* Stored rows *
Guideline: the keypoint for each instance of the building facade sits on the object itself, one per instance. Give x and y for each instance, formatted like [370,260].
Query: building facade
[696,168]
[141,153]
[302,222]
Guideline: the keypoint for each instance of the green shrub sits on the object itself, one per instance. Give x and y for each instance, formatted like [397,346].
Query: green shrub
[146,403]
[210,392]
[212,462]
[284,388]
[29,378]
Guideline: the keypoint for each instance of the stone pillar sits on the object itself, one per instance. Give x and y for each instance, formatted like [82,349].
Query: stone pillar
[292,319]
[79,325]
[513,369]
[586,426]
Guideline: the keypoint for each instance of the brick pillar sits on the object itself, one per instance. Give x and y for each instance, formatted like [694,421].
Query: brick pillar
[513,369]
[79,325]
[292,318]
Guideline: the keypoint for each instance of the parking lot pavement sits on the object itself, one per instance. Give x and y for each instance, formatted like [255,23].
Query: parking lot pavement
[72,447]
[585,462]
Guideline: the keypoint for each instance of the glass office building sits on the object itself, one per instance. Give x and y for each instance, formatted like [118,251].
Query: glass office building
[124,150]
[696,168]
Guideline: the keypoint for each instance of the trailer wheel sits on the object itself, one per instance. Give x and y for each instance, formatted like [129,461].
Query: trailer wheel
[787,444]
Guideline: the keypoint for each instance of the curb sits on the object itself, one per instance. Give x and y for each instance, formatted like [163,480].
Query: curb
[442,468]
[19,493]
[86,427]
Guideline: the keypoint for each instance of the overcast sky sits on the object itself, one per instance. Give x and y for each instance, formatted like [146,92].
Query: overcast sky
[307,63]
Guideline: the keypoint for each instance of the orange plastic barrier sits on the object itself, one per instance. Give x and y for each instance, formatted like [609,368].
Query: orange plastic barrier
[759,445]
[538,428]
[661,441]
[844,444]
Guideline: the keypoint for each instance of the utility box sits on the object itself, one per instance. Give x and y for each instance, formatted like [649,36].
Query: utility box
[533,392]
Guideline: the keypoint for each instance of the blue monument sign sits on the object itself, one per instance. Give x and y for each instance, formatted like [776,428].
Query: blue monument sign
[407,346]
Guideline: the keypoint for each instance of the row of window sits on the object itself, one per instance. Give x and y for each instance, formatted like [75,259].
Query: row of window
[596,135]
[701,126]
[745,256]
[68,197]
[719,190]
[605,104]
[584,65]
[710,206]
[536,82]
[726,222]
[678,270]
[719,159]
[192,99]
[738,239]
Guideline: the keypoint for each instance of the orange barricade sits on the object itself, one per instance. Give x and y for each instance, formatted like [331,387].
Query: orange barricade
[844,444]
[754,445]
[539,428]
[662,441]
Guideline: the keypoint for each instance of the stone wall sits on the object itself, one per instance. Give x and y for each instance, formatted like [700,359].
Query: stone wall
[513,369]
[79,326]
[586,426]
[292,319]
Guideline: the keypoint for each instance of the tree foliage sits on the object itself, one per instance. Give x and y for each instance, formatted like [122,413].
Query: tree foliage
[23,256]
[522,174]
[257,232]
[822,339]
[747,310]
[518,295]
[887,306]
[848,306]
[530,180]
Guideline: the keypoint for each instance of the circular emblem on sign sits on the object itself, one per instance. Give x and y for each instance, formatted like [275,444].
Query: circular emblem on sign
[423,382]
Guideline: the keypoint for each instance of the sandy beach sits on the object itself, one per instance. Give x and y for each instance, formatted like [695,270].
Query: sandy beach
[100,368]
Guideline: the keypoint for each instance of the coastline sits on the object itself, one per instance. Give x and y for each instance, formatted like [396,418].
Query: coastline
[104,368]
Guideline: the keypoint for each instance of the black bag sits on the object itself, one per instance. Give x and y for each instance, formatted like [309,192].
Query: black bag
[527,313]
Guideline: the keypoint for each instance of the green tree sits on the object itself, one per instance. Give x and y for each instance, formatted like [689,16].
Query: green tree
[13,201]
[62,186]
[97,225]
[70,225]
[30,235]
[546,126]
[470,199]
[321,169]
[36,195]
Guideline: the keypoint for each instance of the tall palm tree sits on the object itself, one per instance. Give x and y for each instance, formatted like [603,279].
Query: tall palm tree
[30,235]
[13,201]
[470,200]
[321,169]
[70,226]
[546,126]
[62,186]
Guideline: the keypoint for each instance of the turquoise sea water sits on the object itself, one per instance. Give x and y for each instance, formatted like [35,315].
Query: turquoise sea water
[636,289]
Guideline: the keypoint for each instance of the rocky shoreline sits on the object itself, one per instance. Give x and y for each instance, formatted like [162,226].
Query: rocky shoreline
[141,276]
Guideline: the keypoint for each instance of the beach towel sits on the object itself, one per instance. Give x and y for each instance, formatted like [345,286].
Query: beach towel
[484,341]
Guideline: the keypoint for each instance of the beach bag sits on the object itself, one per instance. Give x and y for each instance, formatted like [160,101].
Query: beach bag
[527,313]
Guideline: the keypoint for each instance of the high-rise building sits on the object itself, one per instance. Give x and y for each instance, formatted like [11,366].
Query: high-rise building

* Exercise instructions *
Render the material as a numbered list, starting with the line containing "Guideline: the keypoint for each instance of the beach bag" and going on through the end of the material. Leave out any blank lines.

* Result below *
1. Guideline: the keypoint for each instance of the beach bag sits on the object itself, one per instance. Give x and y for each instance, formatted like [160,101].
2. Query: beach bag
3. [527,313]
4. Guideline: the keypoint for each instance of the high-rise building sits on the object itself, one per instance. Give x and y for each instance, formatted like [11,366].
5. Query: high-rise building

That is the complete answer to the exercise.